The data:
- - - - - - -

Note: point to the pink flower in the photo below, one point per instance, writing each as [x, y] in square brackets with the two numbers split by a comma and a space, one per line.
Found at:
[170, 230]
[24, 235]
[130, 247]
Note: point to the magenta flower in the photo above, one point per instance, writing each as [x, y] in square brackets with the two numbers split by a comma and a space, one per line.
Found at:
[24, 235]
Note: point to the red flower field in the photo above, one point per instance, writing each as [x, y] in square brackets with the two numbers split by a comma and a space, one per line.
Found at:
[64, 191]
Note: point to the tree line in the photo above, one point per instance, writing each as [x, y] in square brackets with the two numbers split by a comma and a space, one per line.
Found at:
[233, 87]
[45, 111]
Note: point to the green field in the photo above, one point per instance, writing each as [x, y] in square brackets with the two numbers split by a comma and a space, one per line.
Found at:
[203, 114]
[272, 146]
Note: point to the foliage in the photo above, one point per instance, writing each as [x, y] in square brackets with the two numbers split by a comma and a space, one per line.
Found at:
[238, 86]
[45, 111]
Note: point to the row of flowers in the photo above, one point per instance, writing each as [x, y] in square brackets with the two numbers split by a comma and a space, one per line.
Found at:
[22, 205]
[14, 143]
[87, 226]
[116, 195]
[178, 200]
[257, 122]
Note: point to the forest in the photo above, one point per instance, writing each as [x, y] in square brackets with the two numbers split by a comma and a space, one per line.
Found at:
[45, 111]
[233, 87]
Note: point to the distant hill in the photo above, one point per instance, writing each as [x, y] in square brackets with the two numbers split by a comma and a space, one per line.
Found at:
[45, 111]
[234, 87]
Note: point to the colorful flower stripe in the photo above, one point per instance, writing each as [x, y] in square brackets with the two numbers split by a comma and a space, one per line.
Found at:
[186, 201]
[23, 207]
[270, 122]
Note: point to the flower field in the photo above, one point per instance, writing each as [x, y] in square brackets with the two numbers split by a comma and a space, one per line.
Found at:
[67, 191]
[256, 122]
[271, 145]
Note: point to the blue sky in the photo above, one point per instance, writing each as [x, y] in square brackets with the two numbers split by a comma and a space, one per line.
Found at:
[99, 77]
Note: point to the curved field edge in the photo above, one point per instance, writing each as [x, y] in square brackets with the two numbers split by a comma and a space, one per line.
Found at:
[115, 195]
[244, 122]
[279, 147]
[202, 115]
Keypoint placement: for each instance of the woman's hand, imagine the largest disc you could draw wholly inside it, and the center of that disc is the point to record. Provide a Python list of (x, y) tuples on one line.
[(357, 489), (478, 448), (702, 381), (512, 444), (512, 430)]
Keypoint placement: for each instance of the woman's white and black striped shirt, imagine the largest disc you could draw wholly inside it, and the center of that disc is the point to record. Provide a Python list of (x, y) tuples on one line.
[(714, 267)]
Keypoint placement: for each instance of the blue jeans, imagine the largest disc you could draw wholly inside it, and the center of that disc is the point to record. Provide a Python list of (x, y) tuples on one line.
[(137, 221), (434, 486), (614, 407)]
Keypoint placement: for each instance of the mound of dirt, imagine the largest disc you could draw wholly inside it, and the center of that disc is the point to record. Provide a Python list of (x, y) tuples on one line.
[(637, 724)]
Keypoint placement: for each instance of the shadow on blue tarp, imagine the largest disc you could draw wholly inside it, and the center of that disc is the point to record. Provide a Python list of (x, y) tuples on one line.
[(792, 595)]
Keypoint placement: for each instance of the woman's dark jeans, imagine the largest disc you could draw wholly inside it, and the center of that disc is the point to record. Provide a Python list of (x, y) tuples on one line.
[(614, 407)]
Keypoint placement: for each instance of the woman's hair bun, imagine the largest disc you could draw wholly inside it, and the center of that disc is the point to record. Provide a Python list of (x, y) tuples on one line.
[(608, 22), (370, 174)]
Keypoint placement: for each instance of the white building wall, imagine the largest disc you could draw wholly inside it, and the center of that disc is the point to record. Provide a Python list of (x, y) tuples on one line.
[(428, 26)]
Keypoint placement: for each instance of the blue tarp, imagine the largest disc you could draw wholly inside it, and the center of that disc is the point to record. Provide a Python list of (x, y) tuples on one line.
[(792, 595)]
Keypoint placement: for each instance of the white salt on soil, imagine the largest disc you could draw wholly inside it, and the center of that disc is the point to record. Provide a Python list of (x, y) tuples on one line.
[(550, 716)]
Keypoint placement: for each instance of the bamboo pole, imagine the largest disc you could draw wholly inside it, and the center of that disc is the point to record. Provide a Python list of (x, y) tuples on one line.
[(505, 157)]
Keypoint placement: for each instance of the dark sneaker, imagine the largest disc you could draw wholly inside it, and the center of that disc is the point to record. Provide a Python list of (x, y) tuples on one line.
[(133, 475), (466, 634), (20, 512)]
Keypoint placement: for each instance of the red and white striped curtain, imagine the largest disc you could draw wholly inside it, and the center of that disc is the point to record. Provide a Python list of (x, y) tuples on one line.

- - - - - - -

Task requirements: Change every "Found at" in the records to "Located at" and leave everything else as it is.

Exercise output:
Note: point to the pink flower in the photo below, one point per instance, writing each as [x, y] in square brackets with the two numbers split by a comma and a space, one per line.
Located at:
[170, 230]
[24, 235]
[130, 247]
Note: point to the magenta flower in the photo above, one point per instance, writing each as [x, y] in square brackets with the two numbers split by a comma and a space, one per line.
Located at:
[24, 235]
Note: point to the red flower field in the photo above, one point per instance, writing each as [x, y] in square brackets with the two numbers split by a comma and a space, one per line.
Located at:
[64, 191]
Note: point to the tree line in the photo above, one point per instance, writing each as [x, y] in square brackets with the two numbers split by a comma and a space, one per line.
Located at:
[233, 87]
[45, 111]
Note: point to the green field in the photo above, one point per instance, writing each as [x, y] in square brackets with the two numbers split by a comma and a space, one per line.
Located at:
[203, 114]
[272, 146]
Note: point to the foliage in the photo above, one point per instance, writing each as [x, y] in square brackets with the two numbers split by a comma and a space, one per line.
Located at:
[238, 86]
[45, 111]
Note: point to the row of flowers in the photo above, one point per instance, writing each as [x, y] in square brackets with the two numbers split by a comma and a space, one per line.
Located at:
[22, 205]
[14, 143]
[87, 226]
[116, 195]
[178, 200]
[257, 122]
Note: point to the forest in the photo above, one point per instance, writing each as [x, y] in square brackets with the two numbers split by a comma and a space, one per line.
Located at:
[45, 111]
[233, 87]
Note: point to the distant hill in the photo above, one point per instance, writing each as [x, y] in square brackets with the two numbers split by a comma and a space, one per line.
Located at:
[45, 111]
[234, 87]
Note: point to the colorful flower stripe in the photo above, one point per instance, writing each as [x, y] in square brackets with the two numbers split by a comma and a space, one per line.
Located at:
[186, 201]
[23, 207]
[270, 122]
Note: point to the flower field in the photo above, one point per instance, writing each as [x, y] in square brackets with the two numbers split by a comma and a space, one per line.
Located at:
[67, 191]
[256, 122]
[271, 145]
Note: point to the blue sky in the photo above, one point per instance, writing each as [x, y] in square brackets with the two numbers split by a comma and a space, one per line.
Located at:
[99, 77]
Note: point to the curved field edge in the photo above, one point per instance, writing each as [x, y] in square brackets with the two numbers split by a comma and a space, one per line.
Located at:
[115, 195]
[244, 122]
[279, 147]
[202, 115]
Keypoint placement: for each instance of the woman's hand, imagine the largest disc you could draw wholly inside it, and the center of that disc is the point to record. Provide a Python list of (x, y) tuples on one line.
[(357, 489), (478, 448), (702, 381), (512, 444), (512, 430)]
Keypoint placement: for each instance of the woman's white and black striped shirt, imagine the largest disc you could draw wholly inside it, and the center of that disc is the point to record. Provide a Python list of (x, y) tuples on one line.
[(714, 267)]
Keypoint placement: for each instance of the blue jeans, imagine the largest disc you could draw wholly inside it, and the center of that disc is the point to record. Provide a Python list of (x, y) tuples on one line.
[(137, 221), (434, 486), (614, 407)]
Keypoint placement: for each instance of the mound of dirt, imagine the largest disc you could draw wholly inside it, and the center of that disc is the point to record. Provide a Python list of (x, y) tuples on one line.
[(637, 724)]
Keypoint placement: for each instance of the shadow on blue tarp, imagine the largest disc you could draw wholly inside it, and the center of that disc is the point to record. Provide a Python list of (x, y) tuples on one line.
[(792, 595)]
Keypoint placement: for each instance of the woman's dark jeans, imagine the largest disc you could draw wholly inside it, and the center of that disc is the point to record. Provide a Python list of (x, y) tuples on one line.
[(614, 407)]
Keypoint placement: for each instance of the woman's hair bun, imagine the largest disc you could draw wholly inside it, and the center of that disc is the point to record. Provide a Python list of (x, y) tuples on one line.
[(608, 22), (370, 174)]
Keypoint placement: for each instance of the white building wall, imagine the largest disc you could draw wholly inside it, and the center of that disc is the point to record. Provide a Python list of (x, y) tuples on one line.
[(428, 26)]
Keypoint placement: for each instance of the blue tarp, imagine the largest disc you could draw wholly inside it, and the center of that disc is the point to record. Provide a Python list of (x, y) tuples on one line.
[(792, 595)]
Keypoint placement: for each instance of the white salt on soil, imagine the largest disc you could draw wholly inside it, and the center of that disc is the point to record. Provide a Python list of (x, y) tuples on one line.
[(550, 716)]
Keypoint placement: for each instance of the bamboo pole, imagine the largest disc you could draw wholly inside it, and the center of that disc is the point to record. Provide a Python list of (x, y) tuples on one line.
[(505, 157)]
Keypoint placement: for each instance of the dark sneaker, imagine the largest disc you could draw wholly inside it, and the center of that disc is the point to record. Provide a Python list of (x, y) tuples on one line.
[(133, 475), (466, 634), (20, 512)]
Keypoint placement: for each instance of the red and white striped curtain, imagine the largest disc you could draw wholly inside it, and the center of that disc is the point to record. Provide a Python list of (x, y) tuples on one line.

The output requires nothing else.